# [What is expected]
Output, please, every line from the line that holds "Find each pink" to the end, exactly as written.

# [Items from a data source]
** BEGIN **

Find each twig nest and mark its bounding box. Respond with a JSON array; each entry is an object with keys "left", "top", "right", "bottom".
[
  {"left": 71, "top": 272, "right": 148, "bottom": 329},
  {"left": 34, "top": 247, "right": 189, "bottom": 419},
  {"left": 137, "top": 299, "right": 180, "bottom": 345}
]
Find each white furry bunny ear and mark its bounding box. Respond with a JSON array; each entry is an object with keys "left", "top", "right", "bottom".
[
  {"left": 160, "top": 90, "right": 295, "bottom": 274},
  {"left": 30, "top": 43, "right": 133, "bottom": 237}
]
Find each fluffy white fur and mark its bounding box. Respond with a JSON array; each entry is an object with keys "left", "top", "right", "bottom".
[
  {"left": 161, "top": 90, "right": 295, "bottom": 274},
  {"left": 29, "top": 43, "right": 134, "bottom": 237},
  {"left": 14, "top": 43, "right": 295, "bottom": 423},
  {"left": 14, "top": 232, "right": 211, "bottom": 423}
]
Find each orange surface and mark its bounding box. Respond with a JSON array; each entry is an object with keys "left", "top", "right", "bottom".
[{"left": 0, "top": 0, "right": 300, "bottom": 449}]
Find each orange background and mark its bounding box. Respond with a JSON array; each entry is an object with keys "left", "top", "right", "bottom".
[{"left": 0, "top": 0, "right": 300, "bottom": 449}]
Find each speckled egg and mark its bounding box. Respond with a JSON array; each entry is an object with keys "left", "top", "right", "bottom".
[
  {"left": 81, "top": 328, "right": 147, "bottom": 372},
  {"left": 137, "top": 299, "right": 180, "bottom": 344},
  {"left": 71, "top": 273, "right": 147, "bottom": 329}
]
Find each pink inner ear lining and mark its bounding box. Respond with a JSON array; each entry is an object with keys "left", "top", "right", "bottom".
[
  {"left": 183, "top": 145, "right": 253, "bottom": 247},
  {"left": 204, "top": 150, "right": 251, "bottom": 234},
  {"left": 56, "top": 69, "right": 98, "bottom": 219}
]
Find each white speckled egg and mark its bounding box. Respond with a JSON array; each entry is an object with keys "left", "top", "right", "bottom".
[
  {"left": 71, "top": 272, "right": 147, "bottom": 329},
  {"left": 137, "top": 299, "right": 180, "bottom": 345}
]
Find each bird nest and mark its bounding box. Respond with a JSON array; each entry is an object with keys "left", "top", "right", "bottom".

** END **

# [Exercise solution]
Find each pink inner ear lining and mark its bounding box. Respond with a JSON array; each entry is an object with keys "left", "top", "right", "bottom".
[
  {"left": 183, "top": 145, "right": 253, "bottom": 247},
  {"left": 204, "top": 150, "right": 251, "bottom": 234},
  {"left": 56, "top": 69, "right": 98, "bottom": 219}
]
Find each white speckled egg and mark its bounding box. Respond with a JSON array; each entry is an object with keys "left", "top", "right", "bottom".
[
  {"left": 71, "top": 272, "right": 147, "bottom": 329},
  {"left": 137, "top": 299, "right": 180, "bottom": 345}
]
Find each bird nest and mark its bounding box. Respond with a JSON array; each entry is an object with keys "left", "top", "right", "bottom".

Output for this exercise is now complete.